- Your objective: Could you repeat all of the entries word for word, minus any pictures?

——————————

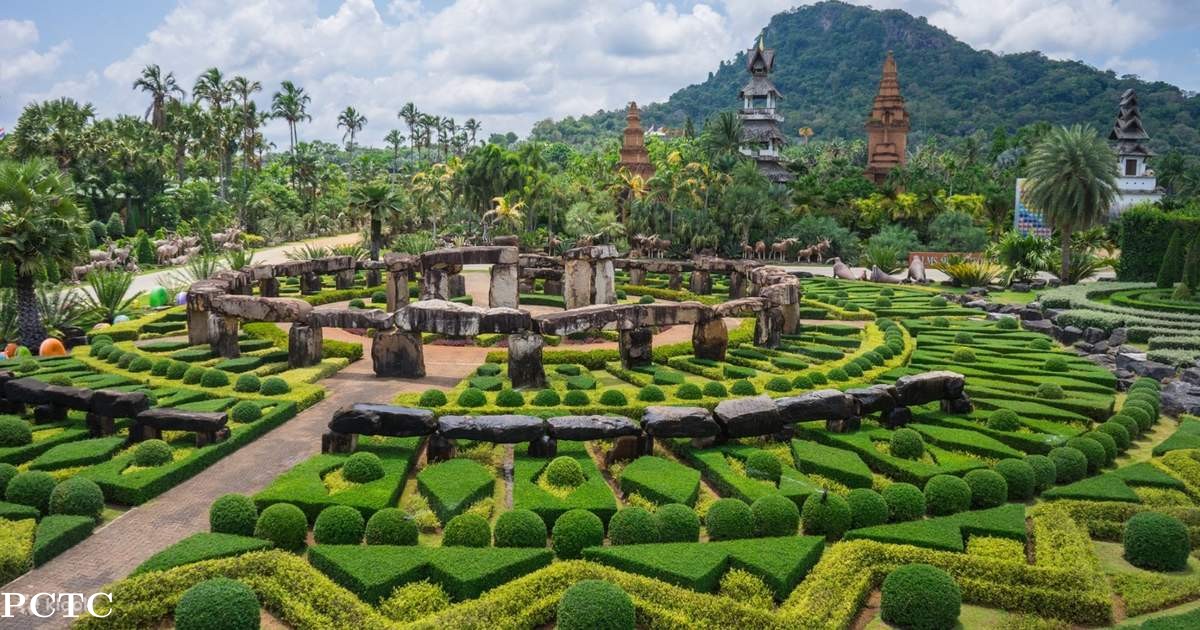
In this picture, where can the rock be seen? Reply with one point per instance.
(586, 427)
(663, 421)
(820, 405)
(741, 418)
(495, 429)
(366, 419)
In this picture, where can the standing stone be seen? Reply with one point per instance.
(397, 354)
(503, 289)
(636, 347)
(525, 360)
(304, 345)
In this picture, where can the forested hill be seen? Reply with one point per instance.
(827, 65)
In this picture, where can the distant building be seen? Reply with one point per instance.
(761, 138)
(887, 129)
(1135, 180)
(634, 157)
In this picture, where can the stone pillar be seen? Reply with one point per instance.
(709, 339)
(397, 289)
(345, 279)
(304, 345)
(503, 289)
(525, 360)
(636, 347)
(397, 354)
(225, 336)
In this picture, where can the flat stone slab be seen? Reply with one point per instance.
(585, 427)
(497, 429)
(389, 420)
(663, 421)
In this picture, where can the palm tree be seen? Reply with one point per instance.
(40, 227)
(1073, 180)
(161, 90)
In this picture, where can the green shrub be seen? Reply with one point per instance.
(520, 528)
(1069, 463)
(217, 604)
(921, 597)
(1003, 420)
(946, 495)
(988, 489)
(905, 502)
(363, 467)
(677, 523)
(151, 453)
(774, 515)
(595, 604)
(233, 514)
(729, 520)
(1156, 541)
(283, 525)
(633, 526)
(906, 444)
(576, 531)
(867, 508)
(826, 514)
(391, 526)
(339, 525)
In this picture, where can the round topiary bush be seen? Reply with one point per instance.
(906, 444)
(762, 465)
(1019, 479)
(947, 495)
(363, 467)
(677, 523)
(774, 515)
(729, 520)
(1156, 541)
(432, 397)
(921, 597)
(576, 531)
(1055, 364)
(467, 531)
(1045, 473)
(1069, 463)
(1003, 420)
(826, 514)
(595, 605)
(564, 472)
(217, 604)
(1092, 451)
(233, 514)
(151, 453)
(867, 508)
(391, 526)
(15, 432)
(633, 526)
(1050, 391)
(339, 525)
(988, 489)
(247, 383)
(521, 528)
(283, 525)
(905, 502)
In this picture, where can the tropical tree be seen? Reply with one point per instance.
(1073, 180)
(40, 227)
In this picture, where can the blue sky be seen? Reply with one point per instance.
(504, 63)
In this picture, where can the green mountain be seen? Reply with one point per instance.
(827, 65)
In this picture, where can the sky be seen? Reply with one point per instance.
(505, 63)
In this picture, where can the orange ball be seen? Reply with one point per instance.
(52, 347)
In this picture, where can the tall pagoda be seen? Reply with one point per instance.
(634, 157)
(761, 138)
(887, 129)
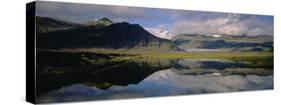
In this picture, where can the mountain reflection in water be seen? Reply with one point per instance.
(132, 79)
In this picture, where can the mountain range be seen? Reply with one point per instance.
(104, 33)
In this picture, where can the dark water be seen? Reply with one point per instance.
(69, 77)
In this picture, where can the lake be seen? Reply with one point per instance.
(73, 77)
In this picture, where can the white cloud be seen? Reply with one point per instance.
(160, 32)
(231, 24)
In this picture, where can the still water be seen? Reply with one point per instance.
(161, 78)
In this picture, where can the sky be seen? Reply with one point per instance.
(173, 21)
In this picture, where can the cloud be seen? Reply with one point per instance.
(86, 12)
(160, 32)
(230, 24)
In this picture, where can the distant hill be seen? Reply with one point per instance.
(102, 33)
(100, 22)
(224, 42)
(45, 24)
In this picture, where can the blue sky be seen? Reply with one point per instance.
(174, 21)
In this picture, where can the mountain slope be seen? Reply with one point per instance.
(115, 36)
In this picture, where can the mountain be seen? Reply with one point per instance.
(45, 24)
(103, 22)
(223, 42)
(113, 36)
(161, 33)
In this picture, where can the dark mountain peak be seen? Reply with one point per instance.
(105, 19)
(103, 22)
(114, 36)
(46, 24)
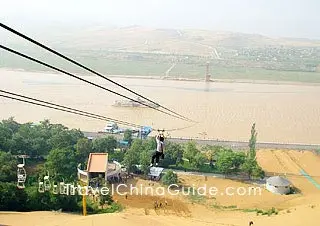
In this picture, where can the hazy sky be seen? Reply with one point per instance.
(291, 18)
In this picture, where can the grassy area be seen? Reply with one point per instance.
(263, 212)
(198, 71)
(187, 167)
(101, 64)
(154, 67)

——————————

- Completed task:
In this picture, where can the rock be seen? Reply with one point per instance.
(586, 427)
(663, 421)
(820, 405)
(741, 418)
(495, 429)
(366, 419)
In this picture, where can the standing stone be seen? Reply with one point per instance.
(397, 354)
(503, 289)
(636, 347)
(525, 360)
(304, 345)
In this picture, where can the forested hill be seen? Reply with one point per instance.
(827, 65)
In this picture, where can the distant building be seen? Reply with one point per instance.
(761, 138)
(887, 129)
(1135, 180)
(634, 157)
In this picture, where can the stone pillar be seen? Reply with one point per instance.
(709, 339)
(397, 289)
(345, 279)
(304, 345)
(503, 289)
(525, 360)
(636, 347)
(397, 354)
(225, 336)
In this picture, where can the flat stone slab be seen? Reply with one point per instance.
(585, 427)
(497, 429)
(389, 420)
(663, 421)
In this picture, where can the palm tree be seen? Reply with one point per instance.
(40, 227)
(1073, 180)
(161, 90)
In this picture, where can the green shrub be seen? Reply with one point per instance.
(520, 528)
(1069, 463)
(217, 604)
(921, 597)
(1003, 420)
(946, 495)
(988, 489)
(905, 502)
(363, 467)
(677, 523)
(151, 453)
(774, 515)
(595, 604)
(233, 514)
(729, 520)
(1156, 541)
(283, 525)
(633, 526)
(906, 444)
(576, 531)
(867, 508)
(826, 514)
(391, 526)
(339, 525)
In this picture, where can the round topiary bush be seen? Reply with one point per instance.
(906, 444)
(762, 465)
(1019, 479)
(947, 495)
(363, 467)
(677, 523)
(774, 515)
(729, 520)
(1156, 541)
(432, 397)
(921, 597)
(576, 531)
(1055, 364)
(467, 531)
(1045, 473)
(1069, 463)
(1003, 420)
(826, 514)
(595, 605)
(564, 472)
(217, 604)
(1092, 451)
(233, 514)
(151, 453)
(867, 508)
(391, 526)
(15, 432)
(633, 526)
(1050, 391)
(339, 525)
(988, 489)
(247, 383)
(521, 528)
(283, 525)
(905, 502)
In this picture, where can the tropical tree be seen? Reply with one point per instance.
(1073, 180)
(40, 227)
In this picture, where can the blue sky be seen? Reply with one point per instance.
(504, 63)
In this picture, where can the green mountain be seen? Reply with one point per instance.
(827, 65)
In this picture, where can the sky be seen? Reply with one point per instance.
(505, 63)
In this picture, where can the orange ball be seen? Reply with one point per instance.
(52, 347)
In this picture, where can the tall pagoda be seen? Reply with one point per instance.
(634, 157)
(761, 138)
(887, 129)
In this picture, where can the mountain reflection in water be seen? Reply with one point per instance.
(132, 79)
In this picture, where can the mountain range be seen? Reply with one point per instance.
(104, 33)
In this picture, where can the dark water be seen? Reply with one point per instance.
(69, 77)
In this picture, where can the lake be seen? Reply with one point per instance.
(73, 77)
In this picture, where can the white cloud be seen? Reply with one point per instance.
(160, 32)
(231, 24)
In this picture, where can the still water be seen? Reply with one point per instance.
(161, 78)
In this picture, where can the sky be seen? Reply with one point per instance.
(173, 21)
In this picture, where can the cloud be seen? Reply with one point per instance.
(86, 12)
(160, 32)
(230, 24)
In this picture, where can the distant hill be seen? Reply with one point per instance.
(102, 33)
(100, 22)
(224, 42)
(45, 24)
In this picture, where can the blue sky be seen? Reply with one point per instance.
(174, 21)
In this picture, where can the mountain slope be seen? Reply with one point per instance.
(115, 36)
In this picture, where can the mountain be seen? Reply with one point per instance.
(45, 24)
(103, 22)
(223, 42)
(113, 36)
(161, 33)
In this picture, where can the dark mountain peak be seen? Reply with one point per instance.
(105, 19)
(103, 22)
(114, 36)
(46, 24)
In this picture, where can the hazy sky be seen? Reply with one point per instance.
(291, 18)
In this picture, where can the grassy area be seen? Reply with one point per instance.
(263, 212)
(198, 71)
(187, 167)
(101, 64)
(154, 67)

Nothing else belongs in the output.